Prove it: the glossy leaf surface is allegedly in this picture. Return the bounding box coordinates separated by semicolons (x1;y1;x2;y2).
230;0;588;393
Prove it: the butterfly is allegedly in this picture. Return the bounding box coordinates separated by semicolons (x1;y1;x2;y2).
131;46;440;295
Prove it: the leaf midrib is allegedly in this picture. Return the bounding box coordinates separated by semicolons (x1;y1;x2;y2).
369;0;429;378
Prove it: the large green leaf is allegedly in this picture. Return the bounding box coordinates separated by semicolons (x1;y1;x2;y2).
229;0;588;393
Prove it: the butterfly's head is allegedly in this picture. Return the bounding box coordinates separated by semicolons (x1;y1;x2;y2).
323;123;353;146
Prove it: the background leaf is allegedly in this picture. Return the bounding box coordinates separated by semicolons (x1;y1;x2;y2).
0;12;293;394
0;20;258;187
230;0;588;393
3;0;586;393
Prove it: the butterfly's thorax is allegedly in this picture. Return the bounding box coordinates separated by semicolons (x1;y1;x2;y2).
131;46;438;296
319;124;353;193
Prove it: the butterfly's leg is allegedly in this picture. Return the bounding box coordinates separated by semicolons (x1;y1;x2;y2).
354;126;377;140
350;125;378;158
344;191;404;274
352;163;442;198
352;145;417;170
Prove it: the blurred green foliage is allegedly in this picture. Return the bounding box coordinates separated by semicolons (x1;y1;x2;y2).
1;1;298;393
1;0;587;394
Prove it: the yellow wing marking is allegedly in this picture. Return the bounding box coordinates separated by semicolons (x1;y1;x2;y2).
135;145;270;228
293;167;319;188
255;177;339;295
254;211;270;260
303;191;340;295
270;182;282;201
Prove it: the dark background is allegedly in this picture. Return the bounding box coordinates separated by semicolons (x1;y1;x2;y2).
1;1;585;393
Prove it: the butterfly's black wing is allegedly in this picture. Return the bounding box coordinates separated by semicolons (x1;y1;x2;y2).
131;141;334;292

▶ Problem to work on
The line containing "Prove it: the butterfly's black" marks where to begin; copy it and every later line exactly, through the end of the data.

▶ Answer to this exercise
Prove it: the butterfly's black wing is allegedly in this picture. Return the bounding box coordinates separated by semicolons (x1;y1;x2;y2).
131;141;334;292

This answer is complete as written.